* [EXERCISE TASK]:
Put each line of the items below into a JSON list of strings, one string per line, with blank lines and the pictures left out.

------------------------------

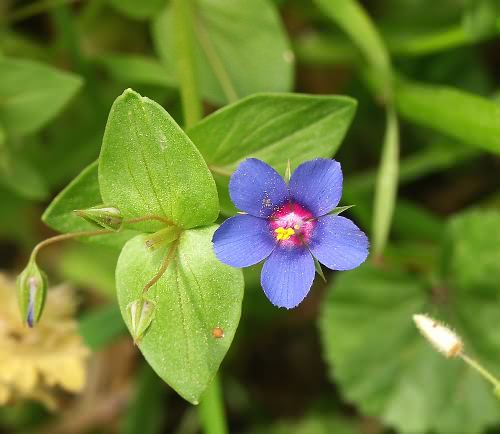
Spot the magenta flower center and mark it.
[269,202,316,246]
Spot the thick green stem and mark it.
[199,376,228,434]
[172,0,203,127]
[172,0,228,434]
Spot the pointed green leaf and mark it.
[42,161,136,246]
[0,57,82,136]
[99,89,219,231]
[187,94,356,211]
[152,0,294,104]
[116,226,243,403]
[320,264,500,434]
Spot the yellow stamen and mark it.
[274,228,295,241]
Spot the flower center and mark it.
[269,203,316,246]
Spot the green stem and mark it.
[172,0,228,434]
[172,0,203,127]
[199,376,228,434]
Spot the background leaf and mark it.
[116,226,243,404]
[120,363,166,434]
[152,0,293,104]
[396,79,500,154]
[444,210,500,292]
[0,57,82,136]
[108,0,165,20]
[96,53,177,88]
[78,303,127,351]
[99,89,219,231]
[187,94,356,214]
[320,215,500,434]
[42,161,136,246]
[315,0,391,86]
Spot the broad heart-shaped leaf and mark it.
[444,210,500,292]
[42,161,137,246]
[116,226,243,404]
[99,89,219,232]
[0,57,82,136]
[320,265,500,434]
[187,93,356,214]
[152,0,294,105]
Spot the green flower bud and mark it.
[127,297,156,343]
[493,386,500,399]
[17,260,47,327]
[74,205,123,231]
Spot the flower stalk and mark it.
[413,314,500,399]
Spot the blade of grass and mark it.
[372,108,399,257]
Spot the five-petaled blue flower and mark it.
[213,158,368,309]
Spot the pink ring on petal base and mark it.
[269,202,316,247]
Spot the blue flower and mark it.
[212,158,369,309]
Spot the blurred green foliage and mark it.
[0,0,500,434]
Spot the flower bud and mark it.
[127,297,155,343]
[17,260,47,327]
[413,314,464,357]
[74,205,123,231]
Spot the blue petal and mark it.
[229,158,289,217]
[309,215,369,270]
[260,247,315,309]
[290,158,342,217]
[212,215,276,267]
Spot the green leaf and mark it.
[42,161,137,246]
[372,109,399,255]
[152,0,293,104]
[315,0,391,92]
[78,303,127,351]
[99,89,219,231]
[246,412,364,434]
[97,53,177,88]
[116,226,243,404]
[0,57,82,136]
[320,265,500,434]
[444,210,500,292]
[120,363,166,434]
[0,152,49,200]
[108,0,165,20]
[187,94,356,214]
[392,199,444,241]
[395,79,500,154]
[57,243,120,300]
[462,0,500,41]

------------------------------

* [REPLY]:
[
  "Spot the magenta flower center and mark it.",
  "[269,202,316,246]",
  "Spot the thick green stem and mark it.",
  "[199,376,228,434]",
  "[172,0,203,127]",
  "[172,0,228,434]",
  "Spot the pointed green leaf and mark it.",
  "[42,161,136,246]",
  "[0,57,82,136]",
  "[99,89,219,231]",
  "[187,94,356,211]",
  "[152,0,294,104]",
  "[116,226,243,403]",
  "[320,264,500,434]",
  "Spot the yellow stamen and mark it.",
  "[274,228,295,241]",
  "Spot the flower center and mark it.",
  "[269,203,316,246]",
  "Spot the green stem and mark it.",
  "[172,0,228,434]",
  "[172,0,203,127]",
  "[199,376,228,434]",
  "Spot the background leaf and mark it.",
  "[116,226,243,404]",
  "[120,363,166,434]",
  "[152,0,293,104]",
  "[396,79,500,154]",
  "[444,210,500,292]",
  "[0,57,82,136]",
  "[108,0,165,20]",
  "[96,53,177,88]",
  "[78,303,127,351]",
  "[99,89,219,231]",
  "[187,94,356,214]",
  "[320,215,500,434]",
  "[42,161,136,246]",
  "[315,0,391,86]",
  "Spot the broad heart-shaped leaf and mark it.",
  "[444,210,500,292]",
  "[42,161,137,246]",
  "[116,226,243,404]",
  "[99,89,219,232]",
  "[0,57,82,136]",
  "[320,265,500,434]",
  "[187,93,356,214]",
  "[152,0,294,105]",
  "Spot the green flower bud and mark it.",
  "[127,297,156,343]",
  "[493,386,500,399]",
  "[17,260,47,327]",
  "[74,205,123,231]",
  "Spot the flower stalk and mark it.",
  "[413,314,500,399]",
  "Spot the blade of grass and mark it.",
  "[372,108,399,257]",
  "Spot the five-petaled blue flower and mark it.",
  "[213,158,368,309]",
  "Spot the pink ring on petal base and mark it.",
  "[269,202,316,247]",
  "Spot the blue flower and mark it.",
  "[212,158,369,309]",
  "Spot the blurred green foliage and mark it.",
  "[0,0,500,434]",
  "Spot the flower bud and mark it.",
  "[127,297,155,343]",
  "[17,260,47,327]",
  "[413,314,464,357]",
  "[74,205,123,231]",
  "Spot the blue petal and mark it.",
  "[229,158,289,217]",
  "[309,215,369,270]",
  "[260,247,315,309]",
  "[290,158,342,217]",
  "[212,215,276,267]",
  "Spot the green leaf and mark it.",
  "[42,161,137,246]",
  "[372,109,399,255]",
  "[152,0,293,104]",
  "[315,0,391,92]",
  "[78,303,127,351]",
  "[99,89,219,231]",
  "[246,412,364,434]",
  "[97,53,177,88]",
  "[116,226,243,404]",
  "[0,57,82,136]",
  "[320,265,500,434]",
  "[444,210,500,292]",
  "[120,363,166,434]",
  "[0,152,49,200]",
  "[108,0,165,20]",
  "[187,94,356,214]",
  "[392,199,444,241]",
  "[395,79,500,154]",
  "[57,243,120,300]",
  "[462,0,500,41]"
]